### What you are asked to do:
An exact retyping of every record is required.
[[ Records for the task, beginning ]]
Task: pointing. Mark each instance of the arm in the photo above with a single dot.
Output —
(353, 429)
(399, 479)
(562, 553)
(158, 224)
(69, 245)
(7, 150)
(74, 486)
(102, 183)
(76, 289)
[[ Records for the task, end ]]
### Response area:
Task: pointing. Mark each instance of the arm in the photo above with a single dot.
Output —
(353, 429)
(399, 479)
(562, 553)
(158, 224)
(69, 245)
(7, 150)
(74, 486)
(102, 183)
(76, 289)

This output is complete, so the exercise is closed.